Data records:

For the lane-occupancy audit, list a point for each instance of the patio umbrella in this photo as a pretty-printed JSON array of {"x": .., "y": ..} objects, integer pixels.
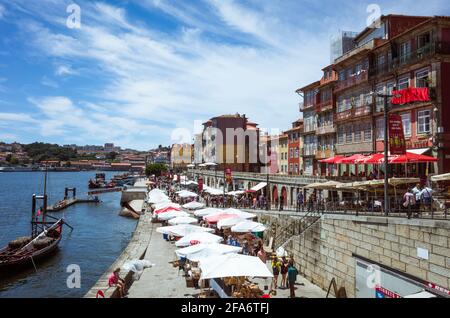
[
  {"x": 183, "y": 220},
  {"x": 233, "y": 265},
  {"x": 182, "y": 230},
  {"x": 166, "y": 210},
  {"x": 163, "y": 205},
  {"x": 351, "y": 159},
  {"x": 229, "y": 222},
  {"x": 198, "y": 252},
  {"x": 207, "y": 211},
  {"x": 193, "y": 205},
  {"x": 201, "y": 237},
  {"x": 248, "y": 226},
  {"x": 212, "y": 219},
  {"x": 171, "y": 215},
  {"x": 240, "y": 213}
]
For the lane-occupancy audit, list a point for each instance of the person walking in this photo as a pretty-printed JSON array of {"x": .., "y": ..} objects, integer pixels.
[
  {"x": 300, "y": 200},
  {"x": 276, "y": 268},
  {"x": 284, "y": 271},
  {"x": 292, "y": 278}
]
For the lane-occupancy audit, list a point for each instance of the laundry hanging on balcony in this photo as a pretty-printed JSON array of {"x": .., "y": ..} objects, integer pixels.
[{"x": 411, "y": 95}]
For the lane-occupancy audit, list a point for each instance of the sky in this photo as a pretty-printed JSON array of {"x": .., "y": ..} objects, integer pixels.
[{"x": 140, "y": 73}]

:: TASK ITEM ::
Transcribe every record above in full. Pictures stay out of the copy.

:: SOLUTION TO THIS PROBLEM ::
For the lane-occupancy audit, list a point for each instance of the patio umbrella in this photo as a pretty-printed JSON array of {"x": .., "y": ..} objects, integer pixels.
[
  {"x": 183, "y": 220},
  {"x": 233, "y": 265},
  {"x": 182, "y": 230},
  {"x": 166, "y": 210},
  {"x": 163, "y": 205},
  {"x": 351, "y": 159},
  {"x": 229, "y": 222},
  {"x": 198, "y": 252},
  {"x": 207, "y": 211},
  {"x": 193, "y": 205},
  {"x": 201, "y": 237},
  {"x": 248, "y": 226},
  {"x": 212, "y": 219},
  {"x": 171, "y": 215},
  {"x": 240, "y": 213}
]
For the lane-occupancy audit, list a point for each instance of the person walking in this photo as a pretty-printed JSON array of {"x": .., "y": ..} objects, integer pixels.
[
  {"x": 300, "y": 200},
  {"x": 276, "y": 268},
  {"x": 284, "y": 271},
  {"x": 292, "y": 278}
]
For the lane-occupancy audit, list a point for each instance of the laundry hanging on balcony in this photo as a pretty-printed JSON array of {"x": .., "y": ..} objects, integer pixels.
[{"x": 411, "y": 95}]
For the lane-occupancy audit, list a point for each instance of the sky in this photo as a pretty-printed JSON array of {"x": .., "y": ..} objects, integer pixels.
[{"x": 140, "y": 73}]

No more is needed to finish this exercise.